Being a parent is tough.  When we take on that role, we are unprepared, untrained and there are many times when we put our head in our hands and feel terrible about how we handle interactions with our kids.

As parents of dyslexic children this can seem even tougher.  Not only are our children having to cope with the with challenges of being a developing child, but they also have to cope with the challenges associated with reading and writing, verbal processing, working memory and many more.  It is therefore no surprise that we may be faced with a child that at some point will be showing signs of anger and frustration and who is it aimed at?  Yep!  You've guessed it... us parents!

So when faced with a child that is screaming at us what do we need to remember?

I am writing from personal experiences.  I always learn the hard way about most things and this is a really good example.

When my daughter was younger and she was feeling frustrated or angry, it would be a process of a couple of weeks before she was able to open up and say what was bothering her.  I would notice that my daughter would start to have an edge in her voice initially, then she would get angry in some of her responses, and the intensity would increase over time.

Unfortunately as someone who hates confrontation, I found that emotionally, I was reacting to the behaviour first and then when I had calmed down started to wonder what was happening behind that anger for my little girl.  After all, she isn't by nature an angry person.

It took me a number of times to realise that the behaviour shown was, whilst directed at me, was not because of me.  It was aimed at me (or my wife) because we were always there for our kids.  My daughter needed us to receive this behaviour and despite it, still love her and still listen.

I remember getting quite angry and frustrated myself once and my wife (who is much wiser than me) got me to stop and realise that the behaviour has to happen first before our daughter could open up.  We needed to give her time and the space she needed and if she needed to shout at us then so be it, she would open up eventually.

I needed to tell myself to stop being angry about the behaviour that I was experiencing and be emphatic about what was happening.  After all, my gut feeling was telling me that there was something wrong but sometimes I just reverted to my default of "You are having a go at me, that's wrong and I deserve respect from my kids."

For a while, I put extra pressure on my daughter.  Not only was she dealing with this 'dyslexia process' but now she had to deal with a dad that was on her case too.  She was under more pressure and struggling to understand it all.  I needed to back off and let her be her.

When I did, the behaviour for a while didn't stop, but what it meant was that she was more readily able to open up and discuss what was happening for her.

So this is what I learnt to remember...

1) The behaviour being experienced is not about you as the parent.

This is a sign that your child needs help.  Your child needs to be listened to.

2) Take a step back - Look at the bigger picture.

What's happening at school?  What pressure is your child under?  Put yourself in their shoes and not assess it from your perspective.  I was always amazed at how everything is linked e.g difficulties in class, problems with social interaction, poor grades.  These all add up to that pressure mounting for one that is dyslexic.

3) Find an activity that you can do with your child that will give them an opportunity to open up.

Don't set yourself up with a standoff where you are asking what is going on and your child is clamming up under pressure.
For me, I would take my daughter swimming and in between the splashing and having fun, I found that we would have some discussions about what was happening for her.  What you do doesn't matter, it needs to be fun and with no pressure.  Your child needs to feel that you have their back and doing fun things together only reinforces that message.

— Coordinate annotation records —
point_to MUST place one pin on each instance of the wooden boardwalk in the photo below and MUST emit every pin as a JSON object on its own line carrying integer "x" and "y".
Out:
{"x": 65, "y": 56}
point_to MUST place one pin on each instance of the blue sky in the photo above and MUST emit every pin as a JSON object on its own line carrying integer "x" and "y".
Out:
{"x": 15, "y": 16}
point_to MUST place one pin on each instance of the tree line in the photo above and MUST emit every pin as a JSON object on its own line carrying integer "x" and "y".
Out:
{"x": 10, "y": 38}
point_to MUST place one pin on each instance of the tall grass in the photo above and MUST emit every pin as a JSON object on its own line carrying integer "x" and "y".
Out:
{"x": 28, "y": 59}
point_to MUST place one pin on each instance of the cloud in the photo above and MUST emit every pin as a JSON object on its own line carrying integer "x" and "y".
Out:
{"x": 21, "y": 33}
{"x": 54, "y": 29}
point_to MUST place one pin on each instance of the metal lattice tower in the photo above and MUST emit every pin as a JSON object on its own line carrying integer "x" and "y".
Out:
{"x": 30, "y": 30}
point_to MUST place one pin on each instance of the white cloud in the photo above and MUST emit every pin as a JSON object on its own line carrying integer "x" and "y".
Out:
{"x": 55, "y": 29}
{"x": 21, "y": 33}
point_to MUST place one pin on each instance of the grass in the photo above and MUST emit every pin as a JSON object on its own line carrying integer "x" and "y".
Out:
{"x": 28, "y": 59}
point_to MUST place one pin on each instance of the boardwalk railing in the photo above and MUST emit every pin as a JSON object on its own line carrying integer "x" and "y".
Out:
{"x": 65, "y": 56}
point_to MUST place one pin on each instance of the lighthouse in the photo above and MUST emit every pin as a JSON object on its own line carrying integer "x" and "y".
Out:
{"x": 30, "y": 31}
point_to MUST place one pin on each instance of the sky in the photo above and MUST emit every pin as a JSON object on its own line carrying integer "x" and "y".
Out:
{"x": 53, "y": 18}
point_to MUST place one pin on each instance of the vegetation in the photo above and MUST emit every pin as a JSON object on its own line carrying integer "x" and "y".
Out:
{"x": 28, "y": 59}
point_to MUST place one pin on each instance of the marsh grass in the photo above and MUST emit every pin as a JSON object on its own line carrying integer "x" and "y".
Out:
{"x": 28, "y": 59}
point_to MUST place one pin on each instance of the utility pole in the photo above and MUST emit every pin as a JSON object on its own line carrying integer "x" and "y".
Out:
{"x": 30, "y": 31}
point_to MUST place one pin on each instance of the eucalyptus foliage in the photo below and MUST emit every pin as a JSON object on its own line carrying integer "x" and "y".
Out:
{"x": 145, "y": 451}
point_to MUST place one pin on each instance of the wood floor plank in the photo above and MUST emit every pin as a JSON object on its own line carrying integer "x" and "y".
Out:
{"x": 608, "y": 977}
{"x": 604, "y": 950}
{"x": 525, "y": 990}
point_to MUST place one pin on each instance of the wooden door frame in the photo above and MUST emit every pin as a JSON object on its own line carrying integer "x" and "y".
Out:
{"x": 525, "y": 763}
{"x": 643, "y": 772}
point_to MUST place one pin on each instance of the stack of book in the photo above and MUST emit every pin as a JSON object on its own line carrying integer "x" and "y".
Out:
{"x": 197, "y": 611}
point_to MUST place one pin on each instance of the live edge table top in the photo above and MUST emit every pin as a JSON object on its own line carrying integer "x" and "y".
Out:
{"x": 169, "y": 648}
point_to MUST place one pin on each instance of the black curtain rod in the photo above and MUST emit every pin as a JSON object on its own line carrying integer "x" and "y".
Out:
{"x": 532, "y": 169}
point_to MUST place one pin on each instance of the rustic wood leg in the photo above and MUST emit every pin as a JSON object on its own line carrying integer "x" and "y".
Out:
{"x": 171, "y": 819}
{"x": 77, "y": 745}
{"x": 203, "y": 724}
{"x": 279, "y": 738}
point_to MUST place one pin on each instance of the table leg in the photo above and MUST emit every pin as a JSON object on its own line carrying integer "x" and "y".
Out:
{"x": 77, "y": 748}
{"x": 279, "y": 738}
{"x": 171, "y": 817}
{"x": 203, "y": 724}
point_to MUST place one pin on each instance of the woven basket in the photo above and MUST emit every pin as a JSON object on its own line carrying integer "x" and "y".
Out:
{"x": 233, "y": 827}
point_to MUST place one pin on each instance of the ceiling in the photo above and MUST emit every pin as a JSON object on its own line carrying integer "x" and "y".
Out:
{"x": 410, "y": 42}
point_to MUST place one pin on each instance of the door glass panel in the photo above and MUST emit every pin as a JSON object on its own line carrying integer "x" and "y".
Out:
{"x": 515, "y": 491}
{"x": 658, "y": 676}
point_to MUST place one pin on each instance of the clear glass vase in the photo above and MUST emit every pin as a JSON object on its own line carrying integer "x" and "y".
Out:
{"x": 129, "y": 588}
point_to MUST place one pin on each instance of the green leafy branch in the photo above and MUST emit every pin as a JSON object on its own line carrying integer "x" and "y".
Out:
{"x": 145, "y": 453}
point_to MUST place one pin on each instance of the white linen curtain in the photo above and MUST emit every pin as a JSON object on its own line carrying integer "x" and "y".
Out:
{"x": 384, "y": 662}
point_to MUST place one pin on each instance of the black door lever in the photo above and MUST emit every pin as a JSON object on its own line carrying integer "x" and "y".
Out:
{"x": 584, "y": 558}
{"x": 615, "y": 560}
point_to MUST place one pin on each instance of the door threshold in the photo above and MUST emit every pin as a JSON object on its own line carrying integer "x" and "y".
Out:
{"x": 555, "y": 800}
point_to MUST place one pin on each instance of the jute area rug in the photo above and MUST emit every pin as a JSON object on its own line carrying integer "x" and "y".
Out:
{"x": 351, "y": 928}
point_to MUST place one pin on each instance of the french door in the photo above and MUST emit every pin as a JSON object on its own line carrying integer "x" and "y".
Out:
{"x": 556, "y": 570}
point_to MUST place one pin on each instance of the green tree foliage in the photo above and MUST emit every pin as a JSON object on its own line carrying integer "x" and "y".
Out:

— What you have to do —
Answer the following questions using the text on parenting dyslexic children:
1. When the daughter was younger and felt frustrated or angry, how long would it take before she was able to say what was bothering her?
2. Who got the writer to stop and realize that the behavior has to happen first before the daughter could open up?
3. What activity did the writer do with the daughter that led to discussions about what was happening for her?

— Full response —
1. A couple of weeks.
2. The writer's wife.
3. Swimming.